_Exercise details:_
Examine each line of the data. Copy the line if it includes the word "mountain".

-- Opening Marker --

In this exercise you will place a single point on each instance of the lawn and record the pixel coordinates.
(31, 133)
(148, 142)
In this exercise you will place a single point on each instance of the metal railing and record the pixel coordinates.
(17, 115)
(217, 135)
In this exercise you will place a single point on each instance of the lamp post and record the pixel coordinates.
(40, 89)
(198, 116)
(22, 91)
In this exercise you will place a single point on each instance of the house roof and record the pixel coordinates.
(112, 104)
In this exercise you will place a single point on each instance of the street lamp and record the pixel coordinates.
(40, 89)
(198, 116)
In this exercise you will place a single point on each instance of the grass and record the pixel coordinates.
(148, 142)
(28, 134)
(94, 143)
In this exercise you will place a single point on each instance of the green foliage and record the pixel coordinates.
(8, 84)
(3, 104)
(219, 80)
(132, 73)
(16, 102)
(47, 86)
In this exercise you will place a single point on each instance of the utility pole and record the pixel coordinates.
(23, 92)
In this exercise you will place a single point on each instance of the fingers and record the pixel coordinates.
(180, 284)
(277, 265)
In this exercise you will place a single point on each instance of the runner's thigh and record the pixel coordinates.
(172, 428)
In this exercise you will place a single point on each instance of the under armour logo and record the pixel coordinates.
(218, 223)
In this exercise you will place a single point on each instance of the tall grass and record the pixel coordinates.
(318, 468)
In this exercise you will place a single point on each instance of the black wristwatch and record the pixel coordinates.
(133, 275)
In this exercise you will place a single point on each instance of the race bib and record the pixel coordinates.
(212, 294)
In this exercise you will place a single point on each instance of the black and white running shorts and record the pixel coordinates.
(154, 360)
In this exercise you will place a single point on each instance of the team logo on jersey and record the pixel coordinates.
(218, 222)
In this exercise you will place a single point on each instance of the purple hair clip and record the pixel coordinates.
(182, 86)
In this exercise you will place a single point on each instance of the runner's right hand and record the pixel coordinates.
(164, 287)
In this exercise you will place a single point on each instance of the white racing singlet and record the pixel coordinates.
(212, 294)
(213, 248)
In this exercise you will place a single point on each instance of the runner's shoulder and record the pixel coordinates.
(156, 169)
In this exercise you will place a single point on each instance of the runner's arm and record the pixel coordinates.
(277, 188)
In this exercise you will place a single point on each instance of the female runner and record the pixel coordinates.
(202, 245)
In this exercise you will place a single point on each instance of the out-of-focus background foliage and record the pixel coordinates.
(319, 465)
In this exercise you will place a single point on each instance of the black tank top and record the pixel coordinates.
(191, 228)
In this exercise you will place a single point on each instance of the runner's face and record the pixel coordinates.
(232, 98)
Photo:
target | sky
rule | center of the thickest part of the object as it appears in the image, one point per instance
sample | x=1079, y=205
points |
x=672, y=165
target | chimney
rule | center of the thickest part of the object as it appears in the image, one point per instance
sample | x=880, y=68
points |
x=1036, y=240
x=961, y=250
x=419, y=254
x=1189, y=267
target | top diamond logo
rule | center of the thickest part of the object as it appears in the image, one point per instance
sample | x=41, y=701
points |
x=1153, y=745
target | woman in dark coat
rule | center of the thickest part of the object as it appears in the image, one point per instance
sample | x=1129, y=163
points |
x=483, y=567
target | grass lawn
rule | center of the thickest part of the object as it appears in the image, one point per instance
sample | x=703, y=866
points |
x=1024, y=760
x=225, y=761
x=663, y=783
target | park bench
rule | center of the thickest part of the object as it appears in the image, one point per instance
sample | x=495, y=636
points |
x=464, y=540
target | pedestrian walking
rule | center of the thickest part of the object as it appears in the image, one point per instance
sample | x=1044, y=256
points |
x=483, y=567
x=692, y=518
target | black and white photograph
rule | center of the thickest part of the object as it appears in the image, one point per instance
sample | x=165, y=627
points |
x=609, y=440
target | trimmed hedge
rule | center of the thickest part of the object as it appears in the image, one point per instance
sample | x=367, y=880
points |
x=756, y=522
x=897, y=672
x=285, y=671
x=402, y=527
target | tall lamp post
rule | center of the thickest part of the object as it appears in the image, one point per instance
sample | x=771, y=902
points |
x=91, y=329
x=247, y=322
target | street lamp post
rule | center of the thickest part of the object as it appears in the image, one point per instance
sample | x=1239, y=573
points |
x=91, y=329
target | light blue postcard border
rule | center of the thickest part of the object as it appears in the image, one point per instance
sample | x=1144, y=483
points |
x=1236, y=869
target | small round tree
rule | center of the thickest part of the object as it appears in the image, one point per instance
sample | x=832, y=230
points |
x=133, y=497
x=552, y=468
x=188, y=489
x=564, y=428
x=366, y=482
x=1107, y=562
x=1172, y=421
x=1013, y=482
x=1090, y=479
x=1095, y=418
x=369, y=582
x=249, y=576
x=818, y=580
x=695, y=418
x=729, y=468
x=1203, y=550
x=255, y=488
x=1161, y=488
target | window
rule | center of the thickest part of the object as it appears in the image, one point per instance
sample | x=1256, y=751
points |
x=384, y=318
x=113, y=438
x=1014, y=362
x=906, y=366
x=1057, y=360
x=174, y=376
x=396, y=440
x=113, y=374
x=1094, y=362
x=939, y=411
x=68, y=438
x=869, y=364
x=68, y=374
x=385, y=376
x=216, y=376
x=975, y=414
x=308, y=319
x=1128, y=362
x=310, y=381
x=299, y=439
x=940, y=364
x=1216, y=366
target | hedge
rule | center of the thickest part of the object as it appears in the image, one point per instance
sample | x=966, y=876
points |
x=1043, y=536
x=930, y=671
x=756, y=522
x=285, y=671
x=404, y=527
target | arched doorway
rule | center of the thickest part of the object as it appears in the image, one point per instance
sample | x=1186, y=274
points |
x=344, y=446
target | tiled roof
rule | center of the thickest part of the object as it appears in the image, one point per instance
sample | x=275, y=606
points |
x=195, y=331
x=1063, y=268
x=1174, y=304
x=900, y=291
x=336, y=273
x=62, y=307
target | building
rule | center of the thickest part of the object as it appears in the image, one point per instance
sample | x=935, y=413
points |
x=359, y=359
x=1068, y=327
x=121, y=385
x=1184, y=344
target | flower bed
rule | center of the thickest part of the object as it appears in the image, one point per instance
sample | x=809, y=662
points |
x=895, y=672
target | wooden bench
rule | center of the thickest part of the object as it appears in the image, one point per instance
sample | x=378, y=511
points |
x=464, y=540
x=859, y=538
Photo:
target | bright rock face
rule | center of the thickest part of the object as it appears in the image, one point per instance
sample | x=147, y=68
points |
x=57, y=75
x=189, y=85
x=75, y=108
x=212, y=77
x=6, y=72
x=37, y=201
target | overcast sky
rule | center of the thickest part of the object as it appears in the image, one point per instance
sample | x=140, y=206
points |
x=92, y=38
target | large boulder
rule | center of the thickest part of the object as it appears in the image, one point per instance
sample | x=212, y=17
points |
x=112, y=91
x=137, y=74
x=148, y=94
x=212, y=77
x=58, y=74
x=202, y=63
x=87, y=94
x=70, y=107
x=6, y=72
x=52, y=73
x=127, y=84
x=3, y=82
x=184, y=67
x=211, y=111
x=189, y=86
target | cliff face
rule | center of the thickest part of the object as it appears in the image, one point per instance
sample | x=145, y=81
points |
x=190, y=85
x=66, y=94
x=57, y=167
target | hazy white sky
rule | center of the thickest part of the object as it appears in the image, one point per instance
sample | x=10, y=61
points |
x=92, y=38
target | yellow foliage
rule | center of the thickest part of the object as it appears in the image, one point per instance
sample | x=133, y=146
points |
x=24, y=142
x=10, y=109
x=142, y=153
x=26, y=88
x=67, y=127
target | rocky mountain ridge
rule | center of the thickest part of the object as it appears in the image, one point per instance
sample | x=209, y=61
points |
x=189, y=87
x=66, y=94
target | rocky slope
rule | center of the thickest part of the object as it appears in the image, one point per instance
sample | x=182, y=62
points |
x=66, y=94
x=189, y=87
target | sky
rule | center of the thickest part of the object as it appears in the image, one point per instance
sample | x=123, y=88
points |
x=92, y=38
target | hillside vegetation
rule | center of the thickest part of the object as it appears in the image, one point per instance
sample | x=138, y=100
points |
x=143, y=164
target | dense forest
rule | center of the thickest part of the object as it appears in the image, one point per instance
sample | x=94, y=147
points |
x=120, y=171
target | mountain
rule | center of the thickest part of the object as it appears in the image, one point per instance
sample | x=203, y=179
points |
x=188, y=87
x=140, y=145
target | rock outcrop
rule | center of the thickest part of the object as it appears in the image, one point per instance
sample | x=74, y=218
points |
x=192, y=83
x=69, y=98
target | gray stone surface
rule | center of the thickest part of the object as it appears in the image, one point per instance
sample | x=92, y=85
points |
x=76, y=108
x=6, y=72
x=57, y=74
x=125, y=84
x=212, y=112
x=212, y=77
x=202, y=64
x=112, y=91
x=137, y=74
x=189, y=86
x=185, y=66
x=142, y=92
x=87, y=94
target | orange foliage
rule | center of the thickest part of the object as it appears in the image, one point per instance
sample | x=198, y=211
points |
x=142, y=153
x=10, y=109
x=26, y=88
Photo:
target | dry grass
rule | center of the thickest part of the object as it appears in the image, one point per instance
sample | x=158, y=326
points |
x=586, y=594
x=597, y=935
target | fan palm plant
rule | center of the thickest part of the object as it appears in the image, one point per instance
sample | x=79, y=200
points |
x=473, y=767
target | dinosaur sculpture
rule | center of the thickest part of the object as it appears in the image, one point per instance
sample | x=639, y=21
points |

-- Closing Marker --

_Exercise answer:_
target | rocky mountain ridge
target | mountain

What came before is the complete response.